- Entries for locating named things
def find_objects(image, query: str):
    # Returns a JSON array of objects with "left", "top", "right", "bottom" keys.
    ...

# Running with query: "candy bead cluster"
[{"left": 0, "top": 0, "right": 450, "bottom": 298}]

- Written request
Quote every item above word for word.

- Solution for this problem
def find_objects(image, query: str):
    # Returns a JSON array of objects with "left", "top", "right", "bottom" keys.
    ...

# Running with query: "candy bead cluster"
[{"left": 0, "top": 0, "right": 450, "bottom": 298}]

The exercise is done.